[Start of EXTRACTED ENTRIES]
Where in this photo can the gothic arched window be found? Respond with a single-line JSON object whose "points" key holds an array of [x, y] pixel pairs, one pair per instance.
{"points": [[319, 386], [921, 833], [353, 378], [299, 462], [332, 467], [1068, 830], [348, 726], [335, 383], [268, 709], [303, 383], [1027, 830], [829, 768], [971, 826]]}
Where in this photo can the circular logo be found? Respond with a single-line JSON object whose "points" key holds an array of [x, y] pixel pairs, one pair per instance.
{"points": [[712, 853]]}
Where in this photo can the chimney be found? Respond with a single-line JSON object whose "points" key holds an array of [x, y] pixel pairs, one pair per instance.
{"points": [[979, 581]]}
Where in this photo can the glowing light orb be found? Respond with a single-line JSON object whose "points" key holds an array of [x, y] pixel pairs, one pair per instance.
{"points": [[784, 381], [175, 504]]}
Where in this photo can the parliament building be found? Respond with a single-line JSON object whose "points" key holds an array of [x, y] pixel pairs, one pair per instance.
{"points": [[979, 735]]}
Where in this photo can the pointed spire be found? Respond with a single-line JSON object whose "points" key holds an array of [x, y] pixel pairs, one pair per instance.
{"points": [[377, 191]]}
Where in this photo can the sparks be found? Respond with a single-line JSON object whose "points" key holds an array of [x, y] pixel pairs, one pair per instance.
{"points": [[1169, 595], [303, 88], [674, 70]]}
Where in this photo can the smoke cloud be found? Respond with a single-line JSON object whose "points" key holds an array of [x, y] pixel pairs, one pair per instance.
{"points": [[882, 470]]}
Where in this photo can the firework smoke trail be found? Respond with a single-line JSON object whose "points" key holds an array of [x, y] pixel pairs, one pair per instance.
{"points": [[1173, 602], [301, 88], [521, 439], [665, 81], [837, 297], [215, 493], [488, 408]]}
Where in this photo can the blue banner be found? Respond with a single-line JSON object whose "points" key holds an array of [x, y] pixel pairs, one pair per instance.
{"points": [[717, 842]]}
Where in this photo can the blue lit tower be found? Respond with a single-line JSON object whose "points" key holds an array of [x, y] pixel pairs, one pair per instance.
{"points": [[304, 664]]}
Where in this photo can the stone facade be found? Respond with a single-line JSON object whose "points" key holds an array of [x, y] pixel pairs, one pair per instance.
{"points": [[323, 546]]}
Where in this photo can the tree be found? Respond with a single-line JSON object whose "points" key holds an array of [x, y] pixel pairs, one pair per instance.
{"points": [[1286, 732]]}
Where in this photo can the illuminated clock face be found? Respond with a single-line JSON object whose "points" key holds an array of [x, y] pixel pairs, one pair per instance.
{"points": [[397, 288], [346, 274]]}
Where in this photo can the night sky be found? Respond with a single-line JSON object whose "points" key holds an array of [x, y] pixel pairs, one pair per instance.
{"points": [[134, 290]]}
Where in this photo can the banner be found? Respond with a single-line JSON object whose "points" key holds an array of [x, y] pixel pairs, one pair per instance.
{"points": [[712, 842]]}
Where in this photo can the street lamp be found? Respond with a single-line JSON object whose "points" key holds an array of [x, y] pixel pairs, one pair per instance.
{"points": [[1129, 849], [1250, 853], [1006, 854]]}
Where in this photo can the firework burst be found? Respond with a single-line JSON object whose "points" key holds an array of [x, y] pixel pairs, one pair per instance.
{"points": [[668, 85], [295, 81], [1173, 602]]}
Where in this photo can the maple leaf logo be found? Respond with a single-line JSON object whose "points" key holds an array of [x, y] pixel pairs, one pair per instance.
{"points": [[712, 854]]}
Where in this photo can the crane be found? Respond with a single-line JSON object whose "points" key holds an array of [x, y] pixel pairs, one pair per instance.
[End of EXTRACTED ENTRIES]
◆ TASK BRIEF ◆
Restate all of the entries above precisely.

◆ EXERCISE RESULT ◆
Where in this photo can the gothic arched window be found? Respond with a single-line JSON object whose "points" key holds an array of [x, y] pixel pairs, one pair per instance.
{"points": [[319, 386], [921, 833], [353, 378], [299, 462], [332, 467], [1068, 830], [348, 726], [335, 383], [268, 709], [303, 383], [1027, 830], [829, 768], [971, 826]]}
Where in this photo can the circular logo be found? Respond with a single-line JSON object whose "points" key holds an array of [x, y] pixel pairs, one pair per instance.
{"points": [[712, 853]]}
Where in this photo can the chimney be found? Respond with a single-line JSON object whose "points" key holds an array of [x, y] pixel pairs, one pair per instance.
{"points": [[979, 581]]}
Where in this photo can the glowing light orb be found? Respond with a single-line JSON object whose "points" key holds an array of [x, y] pixel pairs, one pair per instance.
{"points": [[784, 381], [175, 504]]}
Where in this photo can the parliament building be found? Respond with a single-line JSON object whose "points" key holds an array of [x, y] pixel pairs, one pair per instance.
{"points": [[979, 735]]}
Where in this photo can the pointed spire be found? Respond with a single-line JSON object whose "points" key holds an array of [x, y] pixel pairs, one pair per instance.
{"points": [[377, 191]]}
Where in this photo can the sparks be found? Respond with a single-line JSON object whose "points" key holds an array of [x, y] pixel pairs, one pair per instance.
{"points": [[1169, 595], [303, 88], [674, 70]]}
Where in this photo can the smoke cloud be found? Respond with a single-line JSON object whose "points" key holds an array of [x, y] pixel pairs, one pair per instance.
{"points": [[882, 470]]}
Where in this photo can the firework smoke trail be found? Respond with a single-line JSON object whose "points" key holds an array of [x, y] pixel pairs, one pair per instance.
{"points": [[1173, 602], [301, 88], [521, 439], [665, 81], [837, 297], [215, 493], [488, 408]]}
Where in this photo can the blue banner be found? Respond with a single-line JSON object whose "points" key holds an array of [x, y] pixel pairs, one pair per instance.
{"points": [[717, 842]]}
Where in this photo can the blue lit tower be found? Respond with a single-line JSON object whose "points" key holds an array of [x, y] pixel pairs, one pair per instance.
{"points": [[304, 664]]}
Where in this photo can the stone facade be found? Respond with a single-line JSON object whose "points" key holds an array of [x, y] pixel pairs, one pair per instance.
{"points": [[323, 546]]}
Where in this photo can the tree be found? Respond with a single-line JSON object whose "points" key holds an array of [x, y] pixel pairs, one pair per instance.
{"points": [[1286, 732]]}
Where in this photo can the illuminated clock face be found? Respond with a single-line JSON object whose "points" key holds an array of [x, y] pixel pairs, one pair per instance.
{"points": [[397, 288], [346, 274]]}
Where in this photo can the night sky be found? Respond with a single-line JSON object whose "points" key holds an array of [x, y] pixel pairs, one pair per instance.
{"points": [[134, 290]]}
Where in this photo can the banner be found? Respond with a single-line JSON object whose "points" key holds an array of [x, y] pixel pairs, one pair per instance.
{"points": [[712, 842]]}
Where in this photo can the street lamp be found? Respond with a single-line JSON object whose "points" key holds an array of [x, y] pixel pairs, one pair per instance.
{"points": [[1129, 849], [1250, 853], [1006, 854]]}
Where in this photo can the firework burst be found? Respond with a single-line JSON object whose "points" key holds an array of [x, y] pixel pairs, one pair per instance.
{"points": [[668, 85], [295, 81], [1173, 602]]}
Where in this photo can the maple leaf logo be found? Respond with a single-line JSON object whose "points" key holds an array of [x, y] pixel pairs, one pair per instance.
{"points": [[712, 854]]}
Where in this photo can the crane be found? Respond with a single-line JSON object whose "points" key holds an array of [x, y] pixel pairs, one pair per instance.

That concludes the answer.